» Stated problem:
Return every line of the entries below that contains the word "window", treating uppercase and lowercase as different.

Pointing dataset entries
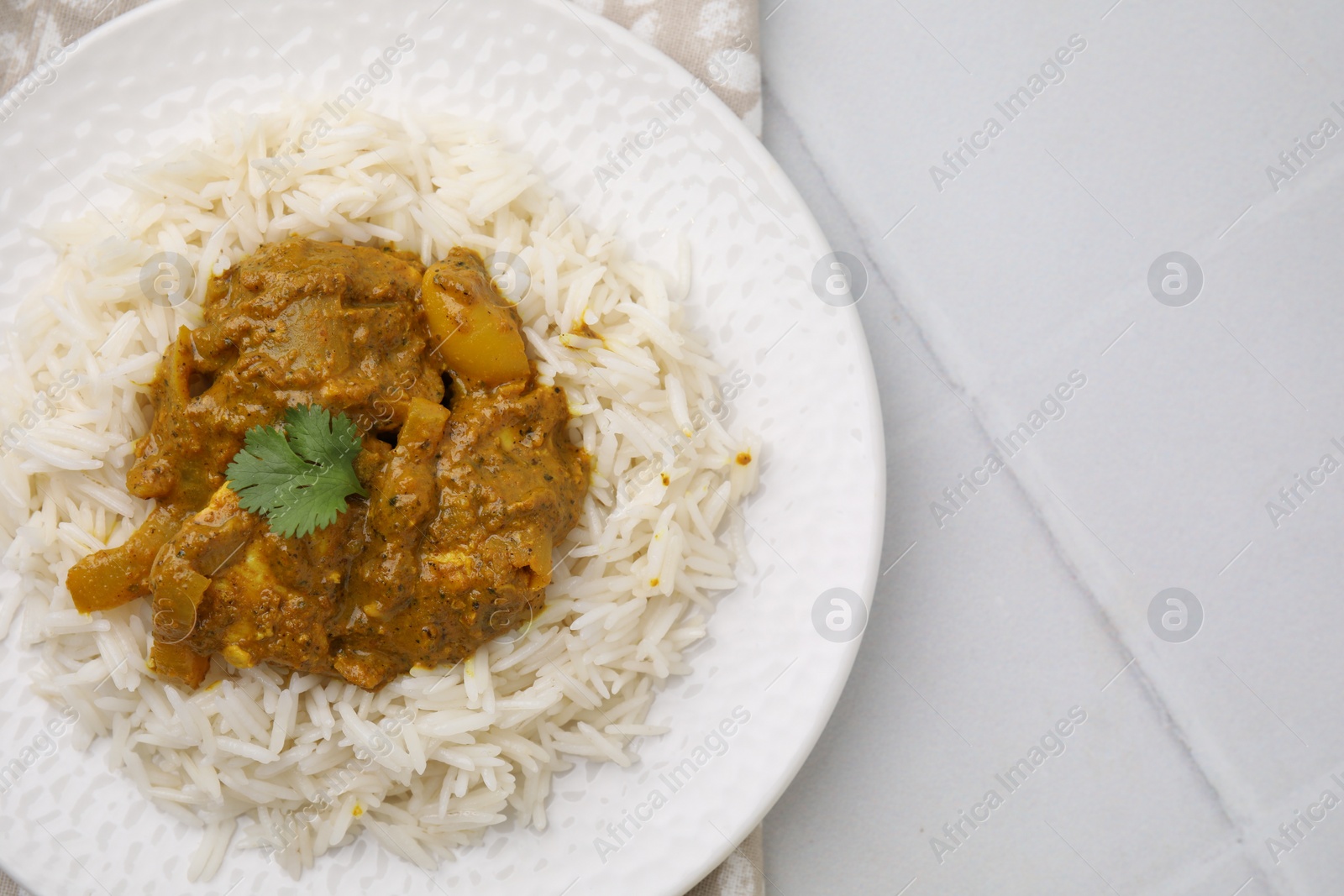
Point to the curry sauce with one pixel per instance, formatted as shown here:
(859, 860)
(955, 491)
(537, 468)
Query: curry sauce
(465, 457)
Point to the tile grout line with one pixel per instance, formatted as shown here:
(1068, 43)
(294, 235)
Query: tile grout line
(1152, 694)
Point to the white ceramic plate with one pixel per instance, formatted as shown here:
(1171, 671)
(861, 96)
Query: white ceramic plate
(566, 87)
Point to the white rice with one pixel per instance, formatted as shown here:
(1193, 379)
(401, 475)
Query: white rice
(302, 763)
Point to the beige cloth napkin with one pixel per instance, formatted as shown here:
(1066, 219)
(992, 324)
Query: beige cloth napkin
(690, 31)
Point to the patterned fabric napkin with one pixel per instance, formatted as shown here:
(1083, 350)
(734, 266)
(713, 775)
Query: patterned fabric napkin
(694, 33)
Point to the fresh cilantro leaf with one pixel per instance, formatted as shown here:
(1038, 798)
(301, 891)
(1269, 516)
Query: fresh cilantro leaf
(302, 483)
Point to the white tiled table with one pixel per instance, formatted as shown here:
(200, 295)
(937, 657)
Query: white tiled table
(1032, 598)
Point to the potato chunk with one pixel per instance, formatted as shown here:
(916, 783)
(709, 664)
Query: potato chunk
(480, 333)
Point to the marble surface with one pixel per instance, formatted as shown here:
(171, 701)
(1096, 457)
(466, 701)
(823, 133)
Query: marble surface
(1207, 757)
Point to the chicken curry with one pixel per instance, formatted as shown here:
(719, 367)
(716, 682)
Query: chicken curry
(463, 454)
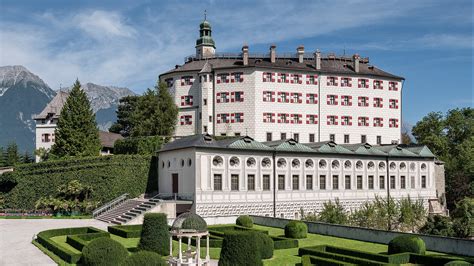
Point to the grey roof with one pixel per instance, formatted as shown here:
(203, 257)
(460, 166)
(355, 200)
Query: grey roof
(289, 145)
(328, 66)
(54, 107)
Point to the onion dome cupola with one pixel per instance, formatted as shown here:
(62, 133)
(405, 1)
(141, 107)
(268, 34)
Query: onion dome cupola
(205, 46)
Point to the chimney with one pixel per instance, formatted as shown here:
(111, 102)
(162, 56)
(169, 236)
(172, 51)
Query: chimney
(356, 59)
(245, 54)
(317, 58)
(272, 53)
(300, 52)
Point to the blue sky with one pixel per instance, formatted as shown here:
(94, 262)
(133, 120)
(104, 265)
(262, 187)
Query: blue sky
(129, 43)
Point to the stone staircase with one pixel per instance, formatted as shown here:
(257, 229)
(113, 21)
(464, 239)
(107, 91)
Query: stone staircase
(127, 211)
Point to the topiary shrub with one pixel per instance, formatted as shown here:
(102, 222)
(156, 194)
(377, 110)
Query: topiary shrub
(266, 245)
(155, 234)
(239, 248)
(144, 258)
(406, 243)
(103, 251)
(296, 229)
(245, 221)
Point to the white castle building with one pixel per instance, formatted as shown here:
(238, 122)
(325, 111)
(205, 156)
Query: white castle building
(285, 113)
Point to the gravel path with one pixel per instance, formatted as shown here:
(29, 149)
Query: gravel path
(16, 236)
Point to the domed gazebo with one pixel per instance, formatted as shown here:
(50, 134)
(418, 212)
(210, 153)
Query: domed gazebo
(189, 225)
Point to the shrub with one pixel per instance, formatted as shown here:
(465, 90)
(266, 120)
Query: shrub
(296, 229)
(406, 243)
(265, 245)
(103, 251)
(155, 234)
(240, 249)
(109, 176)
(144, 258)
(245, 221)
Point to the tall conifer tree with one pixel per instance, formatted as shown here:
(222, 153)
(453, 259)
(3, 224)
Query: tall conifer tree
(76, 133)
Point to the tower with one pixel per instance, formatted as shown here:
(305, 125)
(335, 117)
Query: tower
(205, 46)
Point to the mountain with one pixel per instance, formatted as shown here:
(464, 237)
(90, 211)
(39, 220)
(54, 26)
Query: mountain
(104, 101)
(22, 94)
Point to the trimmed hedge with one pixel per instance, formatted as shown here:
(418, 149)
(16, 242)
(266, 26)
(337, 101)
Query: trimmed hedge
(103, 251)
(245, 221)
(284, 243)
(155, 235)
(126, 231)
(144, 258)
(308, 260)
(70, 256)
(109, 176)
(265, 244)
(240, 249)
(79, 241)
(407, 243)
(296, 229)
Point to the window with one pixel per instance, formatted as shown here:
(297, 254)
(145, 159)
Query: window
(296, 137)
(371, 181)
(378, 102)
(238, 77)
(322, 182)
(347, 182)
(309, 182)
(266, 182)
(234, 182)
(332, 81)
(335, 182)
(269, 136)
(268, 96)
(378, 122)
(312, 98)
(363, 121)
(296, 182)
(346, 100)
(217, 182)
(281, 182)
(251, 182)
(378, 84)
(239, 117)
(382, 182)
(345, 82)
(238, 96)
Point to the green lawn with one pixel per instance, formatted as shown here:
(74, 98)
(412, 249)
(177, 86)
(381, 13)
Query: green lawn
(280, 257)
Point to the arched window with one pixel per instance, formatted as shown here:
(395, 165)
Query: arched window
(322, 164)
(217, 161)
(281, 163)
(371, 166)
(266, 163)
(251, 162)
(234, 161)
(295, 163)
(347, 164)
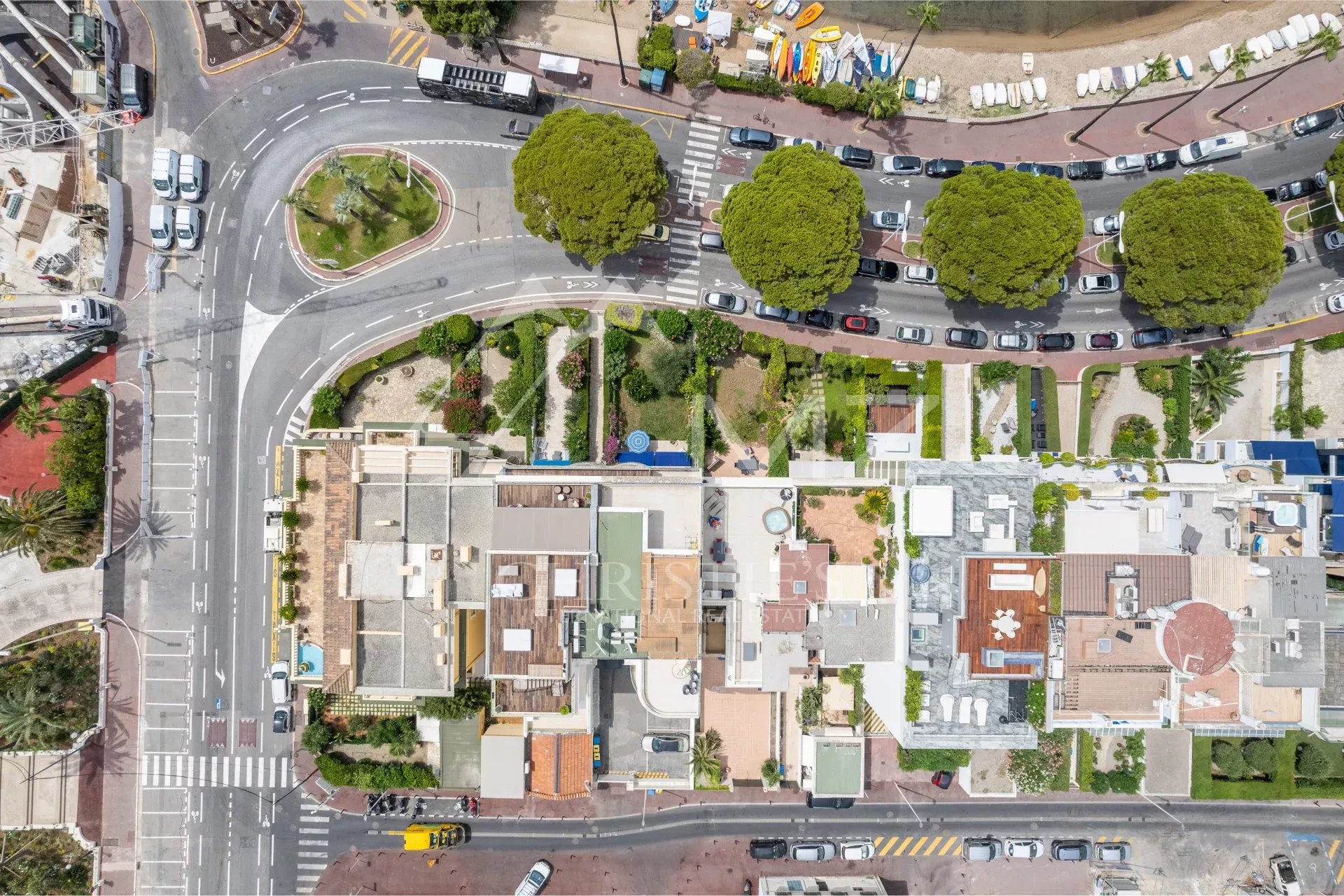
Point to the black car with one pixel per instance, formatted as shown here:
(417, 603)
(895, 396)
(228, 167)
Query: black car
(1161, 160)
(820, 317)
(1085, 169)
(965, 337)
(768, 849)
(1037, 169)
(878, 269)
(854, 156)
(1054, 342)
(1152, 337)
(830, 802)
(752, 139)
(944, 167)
--
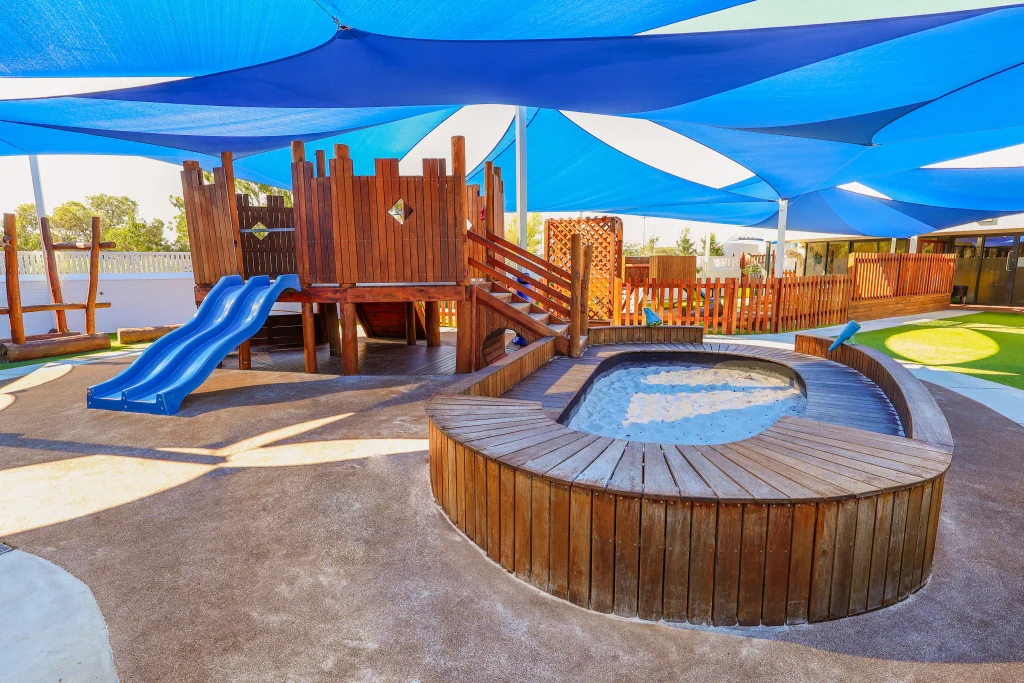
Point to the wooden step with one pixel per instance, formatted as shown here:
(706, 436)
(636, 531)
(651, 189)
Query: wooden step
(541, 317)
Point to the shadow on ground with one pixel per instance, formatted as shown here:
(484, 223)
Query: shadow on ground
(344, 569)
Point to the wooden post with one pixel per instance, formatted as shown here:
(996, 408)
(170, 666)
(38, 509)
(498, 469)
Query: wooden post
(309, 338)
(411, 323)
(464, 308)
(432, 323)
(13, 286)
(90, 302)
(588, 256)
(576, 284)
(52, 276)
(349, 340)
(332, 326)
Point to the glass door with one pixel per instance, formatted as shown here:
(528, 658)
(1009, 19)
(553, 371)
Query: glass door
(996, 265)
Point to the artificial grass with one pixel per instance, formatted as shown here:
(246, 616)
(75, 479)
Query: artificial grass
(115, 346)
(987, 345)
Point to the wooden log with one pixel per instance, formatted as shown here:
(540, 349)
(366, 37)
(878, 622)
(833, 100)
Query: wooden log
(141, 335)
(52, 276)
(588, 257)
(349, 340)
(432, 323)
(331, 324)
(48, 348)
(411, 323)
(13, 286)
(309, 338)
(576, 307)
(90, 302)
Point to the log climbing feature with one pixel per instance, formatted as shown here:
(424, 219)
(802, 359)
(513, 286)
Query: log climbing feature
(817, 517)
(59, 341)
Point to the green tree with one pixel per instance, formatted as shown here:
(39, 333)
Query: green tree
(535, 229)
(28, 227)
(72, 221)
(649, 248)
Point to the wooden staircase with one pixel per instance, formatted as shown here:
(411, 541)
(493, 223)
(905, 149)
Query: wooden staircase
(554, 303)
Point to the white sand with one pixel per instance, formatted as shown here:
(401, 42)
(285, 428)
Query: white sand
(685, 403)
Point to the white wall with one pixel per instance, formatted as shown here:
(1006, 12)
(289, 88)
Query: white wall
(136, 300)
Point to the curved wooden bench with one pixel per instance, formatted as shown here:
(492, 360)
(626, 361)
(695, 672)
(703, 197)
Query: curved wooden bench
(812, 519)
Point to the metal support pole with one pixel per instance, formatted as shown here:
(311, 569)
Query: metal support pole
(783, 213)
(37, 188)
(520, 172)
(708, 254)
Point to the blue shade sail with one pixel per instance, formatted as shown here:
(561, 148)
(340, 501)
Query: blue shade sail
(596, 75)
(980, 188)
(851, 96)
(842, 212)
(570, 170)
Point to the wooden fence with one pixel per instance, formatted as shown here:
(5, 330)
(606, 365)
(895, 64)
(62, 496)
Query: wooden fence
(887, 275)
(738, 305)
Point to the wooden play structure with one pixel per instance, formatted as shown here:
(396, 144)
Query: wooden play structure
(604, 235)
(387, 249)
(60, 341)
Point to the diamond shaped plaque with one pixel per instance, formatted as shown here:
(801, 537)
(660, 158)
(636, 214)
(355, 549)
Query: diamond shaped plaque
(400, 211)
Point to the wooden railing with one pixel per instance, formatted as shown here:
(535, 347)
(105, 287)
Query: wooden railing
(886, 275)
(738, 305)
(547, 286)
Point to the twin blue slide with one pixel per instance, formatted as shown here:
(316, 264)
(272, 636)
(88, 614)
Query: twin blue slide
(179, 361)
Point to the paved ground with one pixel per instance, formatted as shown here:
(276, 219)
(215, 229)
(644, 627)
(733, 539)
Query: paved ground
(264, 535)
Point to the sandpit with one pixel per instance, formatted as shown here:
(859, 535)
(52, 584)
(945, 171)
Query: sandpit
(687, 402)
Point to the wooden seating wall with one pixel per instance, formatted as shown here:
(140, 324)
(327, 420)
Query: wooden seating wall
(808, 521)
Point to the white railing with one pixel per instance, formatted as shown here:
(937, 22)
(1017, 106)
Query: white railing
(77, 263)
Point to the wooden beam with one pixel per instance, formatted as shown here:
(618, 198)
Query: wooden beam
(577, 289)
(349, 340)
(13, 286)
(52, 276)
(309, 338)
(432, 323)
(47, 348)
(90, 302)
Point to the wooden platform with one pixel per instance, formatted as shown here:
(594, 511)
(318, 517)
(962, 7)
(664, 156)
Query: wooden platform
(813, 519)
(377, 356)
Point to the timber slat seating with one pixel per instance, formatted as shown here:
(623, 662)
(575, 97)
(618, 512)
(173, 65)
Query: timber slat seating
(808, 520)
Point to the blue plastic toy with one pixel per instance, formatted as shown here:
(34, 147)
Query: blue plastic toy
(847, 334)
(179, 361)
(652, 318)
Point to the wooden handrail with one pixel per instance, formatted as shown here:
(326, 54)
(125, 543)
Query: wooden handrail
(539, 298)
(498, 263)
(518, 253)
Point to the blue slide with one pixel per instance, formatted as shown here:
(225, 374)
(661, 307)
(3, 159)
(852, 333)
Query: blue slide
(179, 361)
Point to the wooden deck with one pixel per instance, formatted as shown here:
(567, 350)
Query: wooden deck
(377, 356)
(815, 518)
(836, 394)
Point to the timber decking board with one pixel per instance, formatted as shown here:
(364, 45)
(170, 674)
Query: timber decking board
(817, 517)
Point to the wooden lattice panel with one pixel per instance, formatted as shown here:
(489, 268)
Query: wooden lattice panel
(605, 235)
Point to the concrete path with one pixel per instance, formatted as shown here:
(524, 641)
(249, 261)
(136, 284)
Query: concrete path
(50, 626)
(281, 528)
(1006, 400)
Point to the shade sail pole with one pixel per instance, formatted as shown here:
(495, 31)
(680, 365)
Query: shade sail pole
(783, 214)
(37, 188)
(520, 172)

» Expected output:
Point to the window with one pixel per instance, formatted as shown here:
Query: window
Point to the arched window with one pixel per instance, formatted as shown here:
Query: arched window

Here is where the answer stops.